┌────────

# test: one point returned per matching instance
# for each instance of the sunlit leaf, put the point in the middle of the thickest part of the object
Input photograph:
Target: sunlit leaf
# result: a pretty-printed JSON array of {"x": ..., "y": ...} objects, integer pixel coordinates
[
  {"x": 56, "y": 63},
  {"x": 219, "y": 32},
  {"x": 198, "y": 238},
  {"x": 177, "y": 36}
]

└────────

**Short exercise:** Display each line of the listing above that contains the word "instance".

**Finished exercise:**
# test: one point returned per matching instance
# for each instance of the sunlit leaf, put the point in the middle of the thickest part of the object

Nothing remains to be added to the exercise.